▸ **Tarea solicitada 1**:
Responde estas preguntas con los datos del hilo que aparece a continuación:
(a) ¿Qué tipo de motor quiere controlar Fabio con señales PWM?
(b) ¿Cuántos motores paso a paso tiene que controlar Karles23?
(c) ¿En qué fecha publicó Karles23 su mensaje?

▸ **Sección del documento**:

------------

# Manejo del puerto paralelo por Matlab



## Fabio (Jul 6, 2006)

Hola, estoy haciendo un proyecto de generar señales PWM para un motor trifasico de induccion por medio de la PC y del programa Matlab. Necesito saber como manejar el puerto paralelo con este programa


----------



## EinSoldiatGott (Jul 6, 2006)

Fabio dijo:
			
		

> Hola, estoy haciendo un proyecto de generar señales PWM para un motor trifasico de induccion por medio de la PC y del programa Matlab. Necesito saber como manejar el puerto paralelo con este programa



Hola, tal vez esto le sirva:

https://www.forosdeelectronica.com/f26/interfase-rs-232-rs-485-reversible-199/

Saludos


----------



## Fabio (Jul 6, 2006)

Gracias por tu ayuda. Saludos


----------



## Karles23 (Oct 9, 2006)

Hola Fabio, tengo que hacer un programa con matlab para poder controlar dos motores paso a paso mediante el puerto paralelo. Como he visto que iniciastes este tema te agradeceria muchissimo si me pasaras el codigo empleado en tu programa y la comunicacion con el puerto paralelo.
Si alguien tiene el codigo o sabe de ese tema le agradeceria su colaboracion.
Muchas gracias!!!


----------

------------

Filas de datos de anotación de cajas
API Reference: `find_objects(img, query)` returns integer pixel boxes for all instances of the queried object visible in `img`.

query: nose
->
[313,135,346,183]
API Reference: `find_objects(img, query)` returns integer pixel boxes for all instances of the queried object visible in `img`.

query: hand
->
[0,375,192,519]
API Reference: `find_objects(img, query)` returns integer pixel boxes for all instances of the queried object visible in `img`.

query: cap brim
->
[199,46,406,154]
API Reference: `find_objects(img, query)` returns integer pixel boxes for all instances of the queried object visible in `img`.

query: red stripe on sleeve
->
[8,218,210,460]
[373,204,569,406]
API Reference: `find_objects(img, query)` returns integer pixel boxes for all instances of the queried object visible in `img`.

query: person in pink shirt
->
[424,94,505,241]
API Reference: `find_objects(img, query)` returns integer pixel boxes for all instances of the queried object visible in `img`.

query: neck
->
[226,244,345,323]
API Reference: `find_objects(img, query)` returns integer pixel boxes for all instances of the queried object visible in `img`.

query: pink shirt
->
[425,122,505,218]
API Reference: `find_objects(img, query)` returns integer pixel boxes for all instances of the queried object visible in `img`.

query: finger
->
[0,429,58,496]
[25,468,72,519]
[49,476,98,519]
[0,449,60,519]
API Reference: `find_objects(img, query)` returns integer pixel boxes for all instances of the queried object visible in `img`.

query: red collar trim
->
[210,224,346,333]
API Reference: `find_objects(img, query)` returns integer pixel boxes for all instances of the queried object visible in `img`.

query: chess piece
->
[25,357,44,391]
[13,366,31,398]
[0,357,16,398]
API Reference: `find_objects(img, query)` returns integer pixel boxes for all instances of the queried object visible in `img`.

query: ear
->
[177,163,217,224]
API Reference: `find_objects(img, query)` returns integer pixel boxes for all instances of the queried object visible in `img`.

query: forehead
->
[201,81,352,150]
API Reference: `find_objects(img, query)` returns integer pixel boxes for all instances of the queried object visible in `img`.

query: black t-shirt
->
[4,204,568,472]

------------

▸ **Tarea solicitada 2**: Indica cuántas líneas de los registros contienen la palabra "shirt" y responde solo con el número.

▸ **Respuesta correcta 1**:
(a) Un motor trifásico de inducción.
(b) Dos.
(c) Oct 9, 2006.

▸ **Respuesta correcta 2**: 3